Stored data

== Segment start ==

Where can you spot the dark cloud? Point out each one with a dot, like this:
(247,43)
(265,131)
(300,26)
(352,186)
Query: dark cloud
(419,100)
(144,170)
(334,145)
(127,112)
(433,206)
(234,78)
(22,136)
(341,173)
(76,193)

== Segment end ==

Down to the last line, restate the records exactly.

Exercise result
Where can you spot the dark cloud? Point out each one with a dot, like this:
(247,43)
(265,131)
(300,26)
(352,186)
Query: dark cloud
(419,100)
(144,170)
(334,145)
(127,112)
(433,206)
(234,78)
(22,136)
(341,173)
(76,193)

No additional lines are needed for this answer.